Dataset extract –
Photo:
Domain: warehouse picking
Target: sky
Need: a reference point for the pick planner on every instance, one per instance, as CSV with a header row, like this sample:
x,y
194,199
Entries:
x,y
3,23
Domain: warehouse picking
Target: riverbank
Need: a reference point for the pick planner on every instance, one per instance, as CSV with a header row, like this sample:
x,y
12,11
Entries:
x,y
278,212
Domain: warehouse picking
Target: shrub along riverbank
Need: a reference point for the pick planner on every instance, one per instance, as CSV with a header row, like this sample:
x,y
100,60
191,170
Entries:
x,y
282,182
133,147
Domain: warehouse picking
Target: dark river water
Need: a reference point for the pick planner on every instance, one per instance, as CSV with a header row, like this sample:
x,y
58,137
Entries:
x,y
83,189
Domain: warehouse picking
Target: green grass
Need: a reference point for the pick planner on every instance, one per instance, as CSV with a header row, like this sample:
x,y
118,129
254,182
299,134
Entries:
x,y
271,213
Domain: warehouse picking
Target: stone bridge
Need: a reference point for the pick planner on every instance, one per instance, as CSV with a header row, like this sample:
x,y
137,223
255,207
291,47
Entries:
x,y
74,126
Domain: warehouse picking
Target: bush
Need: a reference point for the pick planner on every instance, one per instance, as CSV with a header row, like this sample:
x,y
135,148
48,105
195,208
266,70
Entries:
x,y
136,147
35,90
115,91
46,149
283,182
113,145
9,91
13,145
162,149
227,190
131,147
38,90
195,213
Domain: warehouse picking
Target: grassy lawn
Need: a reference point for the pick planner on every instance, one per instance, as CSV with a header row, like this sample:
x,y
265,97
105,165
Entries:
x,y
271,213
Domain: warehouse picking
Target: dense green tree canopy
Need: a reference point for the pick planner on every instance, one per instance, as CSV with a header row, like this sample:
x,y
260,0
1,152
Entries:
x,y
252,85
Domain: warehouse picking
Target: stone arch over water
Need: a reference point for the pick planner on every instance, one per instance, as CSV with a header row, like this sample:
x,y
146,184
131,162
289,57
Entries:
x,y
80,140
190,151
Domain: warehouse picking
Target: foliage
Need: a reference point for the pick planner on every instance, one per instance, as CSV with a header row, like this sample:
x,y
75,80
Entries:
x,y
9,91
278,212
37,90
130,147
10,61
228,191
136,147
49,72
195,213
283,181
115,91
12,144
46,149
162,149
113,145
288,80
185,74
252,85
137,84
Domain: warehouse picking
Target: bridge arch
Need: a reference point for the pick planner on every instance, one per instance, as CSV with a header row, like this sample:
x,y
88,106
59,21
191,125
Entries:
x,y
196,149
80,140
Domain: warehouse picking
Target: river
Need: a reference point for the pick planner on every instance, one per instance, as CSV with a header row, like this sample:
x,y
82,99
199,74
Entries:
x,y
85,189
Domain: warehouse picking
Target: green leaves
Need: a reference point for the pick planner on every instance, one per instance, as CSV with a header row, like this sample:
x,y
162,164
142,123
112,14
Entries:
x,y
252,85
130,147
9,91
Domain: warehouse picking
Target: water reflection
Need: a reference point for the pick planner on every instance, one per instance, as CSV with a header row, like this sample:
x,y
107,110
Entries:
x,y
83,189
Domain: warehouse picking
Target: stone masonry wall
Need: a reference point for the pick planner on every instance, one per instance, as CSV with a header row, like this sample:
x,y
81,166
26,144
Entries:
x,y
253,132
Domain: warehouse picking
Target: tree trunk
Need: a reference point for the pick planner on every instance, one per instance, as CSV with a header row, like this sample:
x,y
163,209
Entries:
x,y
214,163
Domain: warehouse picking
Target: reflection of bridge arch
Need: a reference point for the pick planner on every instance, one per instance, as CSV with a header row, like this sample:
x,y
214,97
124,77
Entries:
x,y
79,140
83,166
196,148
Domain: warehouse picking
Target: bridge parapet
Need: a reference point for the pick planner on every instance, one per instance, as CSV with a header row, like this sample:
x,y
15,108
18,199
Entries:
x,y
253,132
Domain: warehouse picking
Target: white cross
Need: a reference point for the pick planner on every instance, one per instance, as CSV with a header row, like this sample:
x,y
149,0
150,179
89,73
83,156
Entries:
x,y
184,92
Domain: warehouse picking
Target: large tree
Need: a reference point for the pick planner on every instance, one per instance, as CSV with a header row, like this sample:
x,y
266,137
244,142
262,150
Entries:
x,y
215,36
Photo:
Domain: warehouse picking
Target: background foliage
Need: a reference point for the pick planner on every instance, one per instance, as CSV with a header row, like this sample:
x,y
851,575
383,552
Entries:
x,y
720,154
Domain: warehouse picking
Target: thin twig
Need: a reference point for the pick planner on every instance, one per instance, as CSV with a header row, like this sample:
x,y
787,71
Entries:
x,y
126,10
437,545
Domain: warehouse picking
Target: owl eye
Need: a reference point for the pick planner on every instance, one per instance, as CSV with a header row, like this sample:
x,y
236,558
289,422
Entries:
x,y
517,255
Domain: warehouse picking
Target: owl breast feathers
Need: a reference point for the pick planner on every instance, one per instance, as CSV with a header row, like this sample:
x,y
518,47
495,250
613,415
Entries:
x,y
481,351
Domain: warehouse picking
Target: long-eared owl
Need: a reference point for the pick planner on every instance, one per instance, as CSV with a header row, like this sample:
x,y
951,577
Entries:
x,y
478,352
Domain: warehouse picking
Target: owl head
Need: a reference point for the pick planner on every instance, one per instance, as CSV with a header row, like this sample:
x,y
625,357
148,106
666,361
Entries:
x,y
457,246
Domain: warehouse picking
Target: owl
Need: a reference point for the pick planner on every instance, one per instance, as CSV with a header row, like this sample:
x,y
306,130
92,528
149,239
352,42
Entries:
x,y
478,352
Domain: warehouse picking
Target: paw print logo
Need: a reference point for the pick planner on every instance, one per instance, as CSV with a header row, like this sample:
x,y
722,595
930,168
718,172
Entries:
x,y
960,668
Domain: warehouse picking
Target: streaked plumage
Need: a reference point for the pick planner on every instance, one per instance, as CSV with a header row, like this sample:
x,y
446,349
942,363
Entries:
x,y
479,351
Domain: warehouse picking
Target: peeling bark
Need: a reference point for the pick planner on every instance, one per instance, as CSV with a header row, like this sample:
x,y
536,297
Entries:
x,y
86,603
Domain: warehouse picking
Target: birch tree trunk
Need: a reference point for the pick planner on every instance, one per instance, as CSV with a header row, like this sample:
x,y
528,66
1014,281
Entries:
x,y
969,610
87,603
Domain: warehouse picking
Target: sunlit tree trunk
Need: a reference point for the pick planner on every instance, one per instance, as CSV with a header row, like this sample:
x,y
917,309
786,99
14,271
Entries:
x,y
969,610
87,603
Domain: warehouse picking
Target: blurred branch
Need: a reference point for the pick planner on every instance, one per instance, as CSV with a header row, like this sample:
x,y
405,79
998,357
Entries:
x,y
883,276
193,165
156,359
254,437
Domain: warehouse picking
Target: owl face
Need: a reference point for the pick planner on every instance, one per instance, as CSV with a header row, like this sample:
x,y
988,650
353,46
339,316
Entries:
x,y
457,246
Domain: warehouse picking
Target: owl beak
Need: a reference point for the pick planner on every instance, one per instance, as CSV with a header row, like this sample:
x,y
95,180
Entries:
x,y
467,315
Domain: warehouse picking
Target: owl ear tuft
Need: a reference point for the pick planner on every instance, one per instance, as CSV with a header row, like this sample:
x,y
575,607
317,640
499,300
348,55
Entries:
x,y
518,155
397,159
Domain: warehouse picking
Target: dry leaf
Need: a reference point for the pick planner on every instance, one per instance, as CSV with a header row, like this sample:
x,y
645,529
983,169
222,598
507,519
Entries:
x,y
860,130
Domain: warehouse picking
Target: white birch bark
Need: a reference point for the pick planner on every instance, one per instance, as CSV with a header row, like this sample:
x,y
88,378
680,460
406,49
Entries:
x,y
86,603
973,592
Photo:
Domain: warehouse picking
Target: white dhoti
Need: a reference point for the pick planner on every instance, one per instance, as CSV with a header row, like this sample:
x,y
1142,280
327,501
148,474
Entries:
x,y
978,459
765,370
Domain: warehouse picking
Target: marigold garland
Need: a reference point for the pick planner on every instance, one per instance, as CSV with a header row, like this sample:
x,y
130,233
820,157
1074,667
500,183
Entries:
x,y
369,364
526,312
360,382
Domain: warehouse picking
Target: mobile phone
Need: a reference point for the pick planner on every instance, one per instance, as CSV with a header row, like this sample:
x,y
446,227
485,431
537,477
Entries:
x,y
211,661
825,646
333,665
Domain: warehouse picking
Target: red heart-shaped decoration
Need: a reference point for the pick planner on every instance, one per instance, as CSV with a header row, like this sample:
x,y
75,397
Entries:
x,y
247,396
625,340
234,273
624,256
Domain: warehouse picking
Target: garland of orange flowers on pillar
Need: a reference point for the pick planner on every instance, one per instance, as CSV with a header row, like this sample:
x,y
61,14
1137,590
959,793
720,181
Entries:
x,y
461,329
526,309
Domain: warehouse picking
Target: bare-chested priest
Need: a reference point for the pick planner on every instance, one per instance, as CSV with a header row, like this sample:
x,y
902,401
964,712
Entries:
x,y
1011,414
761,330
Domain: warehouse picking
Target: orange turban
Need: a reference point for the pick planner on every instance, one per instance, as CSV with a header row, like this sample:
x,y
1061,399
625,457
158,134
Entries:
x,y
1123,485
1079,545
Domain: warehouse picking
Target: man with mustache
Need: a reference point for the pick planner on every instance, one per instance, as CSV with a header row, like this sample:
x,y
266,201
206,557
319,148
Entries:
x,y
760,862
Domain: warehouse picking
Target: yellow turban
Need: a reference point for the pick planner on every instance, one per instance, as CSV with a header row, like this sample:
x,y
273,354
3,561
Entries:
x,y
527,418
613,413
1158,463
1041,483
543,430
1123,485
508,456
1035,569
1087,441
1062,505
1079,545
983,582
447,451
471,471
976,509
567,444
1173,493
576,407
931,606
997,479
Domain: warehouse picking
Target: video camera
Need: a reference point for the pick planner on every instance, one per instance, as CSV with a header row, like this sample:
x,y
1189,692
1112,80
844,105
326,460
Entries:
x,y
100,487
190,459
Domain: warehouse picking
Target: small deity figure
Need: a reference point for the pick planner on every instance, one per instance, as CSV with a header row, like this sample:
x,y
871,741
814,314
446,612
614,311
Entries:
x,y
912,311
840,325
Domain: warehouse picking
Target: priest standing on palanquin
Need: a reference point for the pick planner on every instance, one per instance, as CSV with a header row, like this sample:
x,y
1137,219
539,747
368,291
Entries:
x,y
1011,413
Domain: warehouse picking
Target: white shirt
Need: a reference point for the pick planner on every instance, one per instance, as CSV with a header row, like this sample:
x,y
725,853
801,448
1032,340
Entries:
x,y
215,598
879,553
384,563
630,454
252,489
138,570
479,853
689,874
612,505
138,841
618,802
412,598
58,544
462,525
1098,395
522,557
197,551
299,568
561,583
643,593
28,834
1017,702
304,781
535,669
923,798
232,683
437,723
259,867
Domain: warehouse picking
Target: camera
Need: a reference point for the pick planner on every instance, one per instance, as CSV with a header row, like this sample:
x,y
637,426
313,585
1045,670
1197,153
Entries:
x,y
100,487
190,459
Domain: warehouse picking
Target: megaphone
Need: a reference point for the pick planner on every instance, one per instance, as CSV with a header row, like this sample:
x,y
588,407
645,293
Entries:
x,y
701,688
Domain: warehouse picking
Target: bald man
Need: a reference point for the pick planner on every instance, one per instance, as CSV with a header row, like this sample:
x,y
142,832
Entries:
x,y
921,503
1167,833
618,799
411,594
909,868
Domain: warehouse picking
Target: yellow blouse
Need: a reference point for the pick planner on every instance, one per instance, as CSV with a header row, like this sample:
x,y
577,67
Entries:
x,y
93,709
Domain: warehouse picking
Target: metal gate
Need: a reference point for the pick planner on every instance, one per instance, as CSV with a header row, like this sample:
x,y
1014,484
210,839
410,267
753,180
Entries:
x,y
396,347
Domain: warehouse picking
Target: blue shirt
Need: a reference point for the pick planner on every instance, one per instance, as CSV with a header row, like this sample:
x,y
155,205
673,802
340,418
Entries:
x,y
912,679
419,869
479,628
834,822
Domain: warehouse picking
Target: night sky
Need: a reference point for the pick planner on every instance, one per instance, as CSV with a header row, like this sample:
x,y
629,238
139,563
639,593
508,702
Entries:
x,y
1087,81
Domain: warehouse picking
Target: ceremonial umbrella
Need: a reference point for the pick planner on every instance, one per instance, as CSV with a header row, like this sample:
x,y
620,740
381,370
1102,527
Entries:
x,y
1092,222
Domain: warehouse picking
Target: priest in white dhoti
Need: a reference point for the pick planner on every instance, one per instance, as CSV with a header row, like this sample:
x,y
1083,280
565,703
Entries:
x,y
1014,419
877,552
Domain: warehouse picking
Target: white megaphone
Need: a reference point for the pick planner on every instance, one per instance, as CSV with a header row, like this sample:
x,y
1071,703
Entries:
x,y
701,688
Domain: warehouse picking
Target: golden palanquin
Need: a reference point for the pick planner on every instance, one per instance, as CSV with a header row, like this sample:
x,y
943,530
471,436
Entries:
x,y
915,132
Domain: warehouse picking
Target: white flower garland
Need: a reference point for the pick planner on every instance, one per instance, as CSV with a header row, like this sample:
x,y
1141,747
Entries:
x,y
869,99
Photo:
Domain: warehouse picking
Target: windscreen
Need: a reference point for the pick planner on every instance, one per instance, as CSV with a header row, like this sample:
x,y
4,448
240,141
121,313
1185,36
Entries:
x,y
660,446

Your instructions –
Please count the lines in the material above that contain the string "trunk", treating uppercase and lowercase as different, and reply with only that number.

Expected answer –
3